• **Task requirements**
Update the data starting at the beginning and ending at the line that contains "441 231 L 443": write those lines out again with "pillow" changed to "cushion" and everything else left the same.

*** Material for this exercise ***

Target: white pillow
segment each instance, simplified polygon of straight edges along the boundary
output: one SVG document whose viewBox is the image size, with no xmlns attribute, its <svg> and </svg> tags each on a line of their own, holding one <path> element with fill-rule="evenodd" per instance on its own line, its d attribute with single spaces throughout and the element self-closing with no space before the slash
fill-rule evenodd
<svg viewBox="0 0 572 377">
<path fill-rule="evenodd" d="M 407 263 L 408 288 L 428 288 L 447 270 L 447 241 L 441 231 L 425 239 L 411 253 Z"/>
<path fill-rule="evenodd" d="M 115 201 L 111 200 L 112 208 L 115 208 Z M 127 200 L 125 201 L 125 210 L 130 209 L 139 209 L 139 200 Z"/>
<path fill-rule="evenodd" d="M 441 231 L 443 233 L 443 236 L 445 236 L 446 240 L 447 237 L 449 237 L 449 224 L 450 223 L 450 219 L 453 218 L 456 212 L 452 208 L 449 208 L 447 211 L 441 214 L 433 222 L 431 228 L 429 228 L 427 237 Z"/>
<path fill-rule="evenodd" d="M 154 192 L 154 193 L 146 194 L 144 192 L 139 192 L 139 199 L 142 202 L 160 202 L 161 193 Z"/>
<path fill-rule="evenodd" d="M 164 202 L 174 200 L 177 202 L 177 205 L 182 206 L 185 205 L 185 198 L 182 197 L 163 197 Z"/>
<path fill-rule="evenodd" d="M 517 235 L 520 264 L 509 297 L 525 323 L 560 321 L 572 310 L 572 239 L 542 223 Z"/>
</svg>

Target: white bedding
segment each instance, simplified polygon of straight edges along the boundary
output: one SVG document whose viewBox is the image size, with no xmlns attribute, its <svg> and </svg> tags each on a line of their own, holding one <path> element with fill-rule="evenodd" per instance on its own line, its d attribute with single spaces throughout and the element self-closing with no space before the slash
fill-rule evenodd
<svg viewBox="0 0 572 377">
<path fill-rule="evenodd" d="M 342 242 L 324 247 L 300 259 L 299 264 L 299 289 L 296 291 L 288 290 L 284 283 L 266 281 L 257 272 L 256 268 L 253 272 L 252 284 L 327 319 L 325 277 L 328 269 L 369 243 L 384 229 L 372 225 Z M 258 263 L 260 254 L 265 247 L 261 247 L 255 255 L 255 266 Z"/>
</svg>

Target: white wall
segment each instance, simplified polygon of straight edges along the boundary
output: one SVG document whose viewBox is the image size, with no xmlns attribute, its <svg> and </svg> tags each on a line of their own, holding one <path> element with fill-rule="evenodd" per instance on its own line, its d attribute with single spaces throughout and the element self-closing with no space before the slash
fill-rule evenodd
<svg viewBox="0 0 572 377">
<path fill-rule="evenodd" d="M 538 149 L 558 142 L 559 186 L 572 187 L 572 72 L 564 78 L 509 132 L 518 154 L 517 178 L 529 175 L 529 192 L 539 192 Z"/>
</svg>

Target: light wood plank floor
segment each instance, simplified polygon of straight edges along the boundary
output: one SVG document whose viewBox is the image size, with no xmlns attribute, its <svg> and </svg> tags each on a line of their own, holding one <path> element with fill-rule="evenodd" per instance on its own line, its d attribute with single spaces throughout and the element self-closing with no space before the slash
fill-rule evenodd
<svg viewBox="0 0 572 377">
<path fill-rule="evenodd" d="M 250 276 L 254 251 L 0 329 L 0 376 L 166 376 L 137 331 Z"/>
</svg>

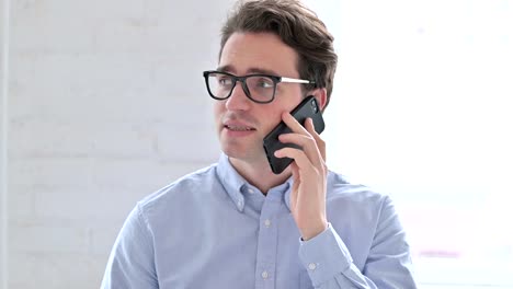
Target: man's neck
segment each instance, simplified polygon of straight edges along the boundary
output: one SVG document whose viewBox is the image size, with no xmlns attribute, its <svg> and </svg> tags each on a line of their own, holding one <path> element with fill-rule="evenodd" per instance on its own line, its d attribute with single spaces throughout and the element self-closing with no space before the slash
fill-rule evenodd
<svg viewBox="0 0 513 289">
<path fill-rule="evenodd" d="M 233 169 L 236 169 L 246 181 L 258 187 L 264 195 L 266 195 L 272 187 L 283 184 L 290 177 L 290 169 L 286 169 L 278 175 L 274 174 L 265 159 L 263 161 L 247 162 L 244 160 L 229 158 L 229 161 Z"/>
</svg>

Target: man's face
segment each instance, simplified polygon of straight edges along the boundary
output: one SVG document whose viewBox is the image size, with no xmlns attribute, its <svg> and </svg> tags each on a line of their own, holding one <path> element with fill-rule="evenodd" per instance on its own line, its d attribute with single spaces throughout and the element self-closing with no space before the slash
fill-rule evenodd
<svg viewBox="0 0 513 289">
<path fill-rule="evenodd" d="M 297 53 L 271 33 L 235 33 L 225 44 L 219 70 L 236 76 L 267 73 L 299 78 Z M 300 84 L 278 83 L 274 101 L 254 103 L 238 82 L 231 96 L 215 103 L 215 120 L 223 151 L 232 159 L 262 162 L 263 138 L 303 99 Z"/>
</svg>

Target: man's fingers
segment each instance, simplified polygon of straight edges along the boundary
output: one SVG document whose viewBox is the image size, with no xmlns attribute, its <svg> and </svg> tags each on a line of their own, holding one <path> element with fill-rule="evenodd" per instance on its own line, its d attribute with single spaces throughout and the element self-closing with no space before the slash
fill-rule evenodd
<svg viewBox="0 0 513 289">
<path fill-rule="evenodd" d="M 326 162 L 326 142 L 321 139 L 320 135 L 317 134 L 316 128 L 314 126 L 314 120 L 311 118 L 307 118 L 305 122 L 305 127 L 310 136 L 316 140 L 317 148 L 322 157 L 322 160 Z"/>
<path fill-rule="evenodd" d="M 311 164 L 316 166 L 322 165 L 322 154 L 316 146 L 316 140 L 310 135 L 306 136 L 299 134 L 283 134 L 278 138 L 280 141 L 284 143 L 294 143 L 299 146 L 303 150 L 299 150 L 299 152 L 306 154 Z"/>
</svg>

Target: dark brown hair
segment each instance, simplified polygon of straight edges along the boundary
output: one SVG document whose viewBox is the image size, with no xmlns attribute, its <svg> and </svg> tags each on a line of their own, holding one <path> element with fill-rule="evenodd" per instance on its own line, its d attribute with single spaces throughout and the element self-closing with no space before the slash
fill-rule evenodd
<svg viewBox="0 0 513 289">
<path fill-rule="evenodd" d="M 221 30 L 219 57 L 226 42 L 236 32 L 274 33 L 299 56 L 301 79 L 314 80 L 306 90 L 326 88 L 327 105 L 333 90 L 337 54 L 333 36 L 317 14 L 298 0 L 241 0 Z"/>
</svg>

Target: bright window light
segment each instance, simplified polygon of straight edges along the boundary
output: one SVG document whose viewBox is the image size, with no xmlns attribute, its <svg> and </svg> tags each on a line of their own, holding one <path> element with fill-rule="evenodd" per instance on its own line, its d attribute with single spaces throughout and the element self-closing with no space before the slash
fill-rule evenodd
<svg viewBox="0 0 513 289">
<path fill-rule="evenodd" d="M 329 166 L 392 196 L 421 288 L 513 288 L 513 1 L 306 3 L 339 53 Z"/>
</svg>

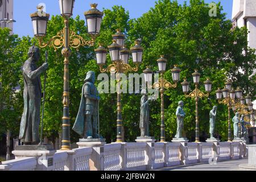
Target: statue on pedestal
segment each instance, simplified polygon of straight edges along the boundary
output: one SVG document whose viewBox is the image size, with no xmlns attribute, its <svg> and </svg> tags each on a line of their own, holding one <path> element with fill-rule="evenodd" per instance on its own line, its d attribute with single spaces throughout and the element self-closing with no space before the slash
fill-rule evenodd
<svg viewBox="0 0 256 182">
<path fill-rule="evenodd" d="M 24 81 L 24 109 L 21 118 L 19 139 L 25 145 L 36 145 L 40 142 L 39 127 L 42 98 L 40 75 L 48 67 L 44 63 L 37 68 L 36 63 L 40 59 L 38 47 L 31 46 L 28 52 L 28 59 L 22 68 Z"/>
<path fill-rule="evenodd" d="M 149 135 L 149 104 L 148 96 L 144 94 L 141 100 L 141 117 L 139 128 L 141 129 L 141 137 Z"/>
<path fill-rule="evenodd" d="M 217 106 L 214 106 L 213 108 L 210 111 L 210 135 L 211 139 L 216 139 L 214 137 L 213 137 L 213 134 L 214 133 L 215 129 L 215 121 L 216 120 L 216 115 L 217 115 Z"/>
<path fill-rule="evenodd" d="M 84 139 L 99 138 L 97 132 L 99 122 L 98 104 L 100 96 L 94 85 L 95 73 L 87 73 L 82 86 L 80 106 L 73 130 Z"/>
<path fill-rule="evenodd" d="M 245 141 L 247 144 L 249 144 L 248 130 L 247 129 L 246 125 L 250 125 L 250 123 L 245 122 L 244 114 L 242 114 L 241 117 L 240 123 L 241 127 L 241 138 L 243 141 Z"/>
<path fill-rule="evenodd" d="M 176 111 L 177 116 L 177 132 L 175 135 L 176 138 L 182 138 L 182 130 L 183 129 L 183 122 L 185 117 L 185 112 L 183 110 L 183 101 L 179 102 L 179 106 Z"/>
<path fill-rule="evenodd" d="M 234 123 L 234 139 L 237 139 L 238 136 L 238 131 L 239 131 L 239 113 L 236 113 L 236 115 L 233 118 L 233 122 Z"/>
</svg>

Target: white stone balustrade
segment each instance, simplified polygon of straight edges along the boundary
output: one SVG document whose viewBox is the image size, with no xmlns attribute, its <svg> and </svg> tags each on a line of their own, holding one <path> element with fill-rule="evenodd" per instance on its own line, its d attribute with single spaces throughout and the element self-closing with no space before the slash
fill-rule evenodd
<svg viewBox="0 0 256 182">
<path fill-rule="evenodd" d="M 201 147 L 201 159 L 200 162 L 208 162 L 209 159 L 213 159 L 214 156 L 213 143 L 201 143 L 200 146 Z M 215 155 L 216 155 L 216 152 Z"/>
<path fill-rule="evenodd" d="M 100 148 L 99 161 L 94 165 L 100 165 L 97 168 L 104 171 L 143 171 L 247 156 L 246 145 L 238 142 L 121 143 Z M 92 171 L 94 167 L 89 165 L 92 152 L 89 147 L 59 151 L 51 156 L 18 158 L 2 162 L 0 171 Z"/>
<path fill-rule="evenodd" d="M 104 146 L 104 171 L 120 171 L 122 168 L 120 159 L 122 145 L 119 143 L 108 144 Z"/>
<path fill-rule="evenodd" d="M 35 171 L 36 158 L 23 158 L 3 162 L 0 171 Z"/>
<path fill-rule="evenodd" d="M 186 158 L 186 164 L 194 164 L 198 162 L 199 159 L 199 154 L 197 147 L 198 143 L 188 143 L 187 152 L 185 154 L 187 156 Z M 187 154 L 187 155 L 186 155 Z"/>
<path fill-rule="evenodd" d="M 74 171 L 90 171 L 89 162 L 92 152 L 91 147 L 73 149 Z"/>
<path fill-rule="evenodd" d="M 166 167 L 180 165 L 181 156 L 180 143 L 168 142 L 166 145 Z"/>
<path fill-rule="evenodd" d="M 220 142 L 219 148 L 218 160 L 230 159 L 232 154 L 230 142 Z"/>
<path fill-rule="evenodd" d="M 146 143 L 126 143 L 125 146 L 126 159 L 126 169 L 146 170 Z"/>
<path fill-rule="evenodd" d="M 164 143 L 155 143 L 154 155 L 154 167 L 155 168 L 164 167 Z"/>
</svg>

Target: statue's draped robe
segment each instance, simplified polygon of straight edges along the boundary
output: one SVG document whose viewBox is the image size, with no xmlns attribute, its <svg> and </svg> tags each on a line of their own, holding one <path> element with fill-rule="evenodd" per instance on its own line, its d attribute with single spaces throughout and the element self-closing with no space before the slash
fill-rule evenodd
<svg viewBox="0 0 256 182">
<path fill-rule="evenodd" d="M 141 133 L 141 136 L 148 136 L 149 135 L 149 106 L 147 96 L 143 96 L 141 100 L 141 117 L 139 128 L 143 130 L 144 133 Z"/>
<path fill-rule="evenodd" d="M 239 119 L 237 116 L 235 116 L 233 119 L 233 122 L 234 123 L 233 126 L 234 126 L 234 136 L 238 137 L 238 123 L 239 123 Z"/>
<path fill-rule="evenodd" d="M 183 128 L 183 120 L 185 117 L 185 112 L 180 106 L 177 108 L 176 111 L 177 117 L 177 132 L 175 138 L 179 138 L 182 137 L 182 129 Z"/>
<path fill-rule="evenodd" d="M 35 63 L 28 60 L 23 65 L 22 72 L 24 110 L 19 138 L 25 143 L 38 144 L 40 142 L 39 127 L 42 98 L 40 75 L 43 72 L 43 67 L 37 69 Z"/>
<path fill-rule="evenodd" d="M 210 130 L 209 130 L 209 132 L 210 132 L 210 134 L 211 134 L 212 135 L 212 136 L 213 136 L 213 133 L 214 132 L 216 119 L 216 111 L 215 111 L 215 113 L 214 113 L 213 112 L 213 110 L 212 110 L 210 111 Z"/>
<path fill-rule="evenodd" d="M 97 132 L 98 108 L 97 108 L 98 101 L 95 98 L 98 94 L 97 88 L 93 84 L 86 82 L 82 86 L 80 106 L 73 130 L 84 137 L 90 136 L 95 138 L 97 135 L 97 133 L 94 133 Z M 87 97 L 85 98 L 85 96 Z M 93 128 L 94 129 L 94 132 Z"/>
</svg>

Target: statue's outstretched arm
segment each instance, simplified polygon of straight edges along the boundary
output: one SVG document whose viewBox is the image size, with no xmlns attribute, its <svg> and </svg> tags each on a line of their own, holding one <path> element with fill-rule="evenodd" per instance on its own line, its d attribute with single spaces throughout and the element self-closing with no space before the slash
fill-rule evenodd
<svg viewBox="0 0 256 182">
<path fill-rule="evenodd" d="M 90 94 L 90 87 L 89 86 L 85 85 L 84 90 L 84 97 L 86 98 L 92 99 L 94 100 L 98 100 L 98 98 L 96 96 L 94 96 Z"/>
<path fill-rule="evenodd" d="M 44 67 L 43 65 L 33 71 L 31 71 L 31 67 L 26 65 L 26 67 L 23 68 L 23 73 L 25 73 L 28 78 L 32 80 L 40 76 L 44 70 Z"/>
</svg>

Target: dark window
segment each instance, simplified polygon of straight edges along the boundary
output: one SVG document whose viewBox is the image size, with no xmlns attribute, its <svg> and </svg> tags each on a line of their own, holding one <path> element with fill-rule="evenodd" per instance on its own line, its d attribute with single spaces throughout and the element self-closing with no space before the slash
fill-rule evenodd
<svg viewBox="0 0 256 182">
<path fill-rule="evenodd" d="M 244 26 L 245 27 L 247 27 L 247 18 L 245 18 L 243 20 L 244 20 L 243 23 L 245 24 Z"/>
</svg>

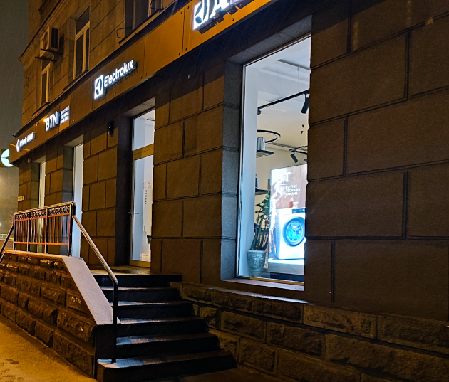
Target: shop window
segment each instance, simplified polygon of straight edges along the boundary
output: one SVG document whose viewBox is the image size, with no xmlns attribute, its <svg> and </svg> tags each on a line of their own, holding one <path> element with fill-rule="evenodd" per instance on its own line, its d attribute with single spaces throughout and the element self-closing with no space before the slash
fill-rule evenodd
<svg viewBox="0 0 449 382">
<path fill-rule="evenodd" d="M 162 0 L 126 0 L 125 6 L 125 35 L 162 9 Z"/>
<path fill-rule="evenodd" d="M 90 7 L 76 19 L 73 75 L 76 78 L 89 68 Z"/>
<path fill-rule="evenodd" d="M 149 266 L 151 260 L 155 110 L 133 123 L 133 265 Z"/>
<path fill-rule="evenodd" d="M 50 82 L 50 63 L 42 61 L 41 81 L 41 106 L 48 102 L 48 84 Z"/>
<path fill-rule="evenodd" d="M 304 281 L 310 41 L 244 67 L 238 276 Z"/>
</svg>

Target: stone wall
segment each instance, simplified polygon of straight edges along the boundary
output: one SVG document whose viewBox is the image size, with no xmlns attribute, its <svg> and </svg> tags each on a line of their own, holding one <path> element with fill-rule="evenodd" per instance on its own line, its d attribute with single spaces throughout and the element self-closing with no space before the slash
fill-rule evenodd
<svg viewBox="0 0 449 382">
<path fill-rule="evenodd" d="M 447 322 L 177 286 L 239 364 L 282 381 L 449 381 Z"/>
<path fill-rule="evenodd" d="M 93 376 L 96 322 L 61 257 L 6 253 L 0 304 L 3 316 Z"/>
<path fill-rule="evenodd" d="M 342 0 L 314 15 L 308 299 L 448 319 L 448 12 Z"/>
</svg>

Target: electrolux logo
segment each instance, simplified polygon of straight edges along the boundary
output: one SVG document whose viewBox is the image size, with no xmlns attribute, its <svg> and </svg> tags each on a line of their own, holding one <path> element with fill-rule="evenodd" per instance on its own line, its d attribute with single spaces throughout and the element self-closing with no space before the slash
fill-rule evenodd
<svg viewBox="0 0 449 382">
<path fill-rule="evenodd" d="M 213 21 L 219 21 L 226 13 L 234 14 L 253 0 L 201 0 L 193 9 L 193 28 L 198 29 Z"/>
<path fill-rule="evenodd" d="M 16 144 L 16 149 L 17 150 L 17 152 L 19 152 L 24 146 L 28 144 L 31 141 L 33 141 L 35 138 L 36 134 L 34 134 L 34 132 L 33 132 L 29 134 L 23 139 L 17 139 L 17 143 Z"/>
<path fill-rule="evenodd" d="M 97 100 L 106 94 L 106 89 L 114 85 L 120 79 L 137 68 L 137 63 L 131 60 L 129 63 L 125 63 L 123 66 L 115 70 L 111 75 L 102 74 L 96 79 L 93 83 L 93 99 Z"/>
</svg>

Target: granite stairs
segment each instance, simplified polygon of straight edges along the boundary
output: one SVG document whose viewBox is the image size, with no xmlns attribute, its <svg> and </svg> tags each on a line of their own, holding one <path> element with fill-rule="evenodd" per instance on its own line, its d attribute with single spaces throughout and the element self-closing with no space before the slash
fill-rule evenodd
<svg viewBox="0 0 449 382">
<path fill-rule="evenodd" d="M 112 282 L 96 280 L 112 305 Z M 193 307 L 181 299 L 171 282 L 177 276 L 118 275 L 117 361 L 99 359 L 100 382 L 140 382 L 212 373 L 237 367 L 232 355 L 220 349 Z"/>
</svg>

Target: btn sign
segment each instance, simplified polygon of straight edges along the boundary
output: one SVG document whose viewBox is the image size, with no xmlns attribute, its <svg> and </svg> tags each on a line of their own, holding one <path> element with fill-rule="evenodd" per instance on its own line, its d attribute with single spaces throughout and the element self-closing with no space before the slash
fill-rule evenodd
<svg viewBox="0 0 449 382">
<path fill-rule="evenodd" d="M 201 0 L 193 9 L 193 28 L 205 26 L 227 13 L 233 14 L 253 0 Z"/>
</svg>

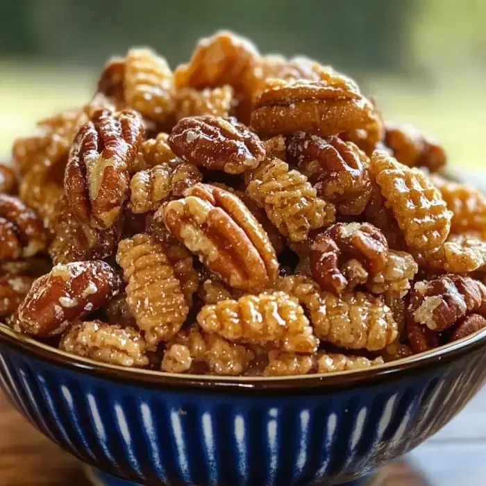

***

• **Answer to this exercise**
Target: white cushion
segment each instance, simplified polygon of straight edges along the boundary
output: one SVG document whose viewBox is the image size, with no xmlns attribute, its <svg> and </svg> tags each on a line of their own, holding one <path> element with fill-rule="evenodd" per instance on its own line, its d attribute with single spaces throughout and the element self-closing with no space before the slash
fill-rule evenodd
<svg viewBox="0 0 572 377">
<path fill-rule="evenodd" d="M 407 263 L 408 288 L 428 288 L 447 270 L 447 241 L 441 231 L 425 239 L 411 253 Z"/>
<path fill-rule="evenodd" d="M 115 201 L 111 200 L 112 208 L 115 208 Z M 127 200 L 125 201 L 125 210 L 130 209 L 139 209 L 139 200 Z"/>
<path fill-rule="evenodd" d="M 441 231 L 443 233 L 443 236 L 445 236 L 446 240 L 447 237 L 449 237 L 449 224 L 450 223 L 450 219 L 453 218 L 456 212 L 452 208 L 449 208 L 447 211 L 441 214 L 433 222 L 431 228 L 429 228 L 427 237 Z"/>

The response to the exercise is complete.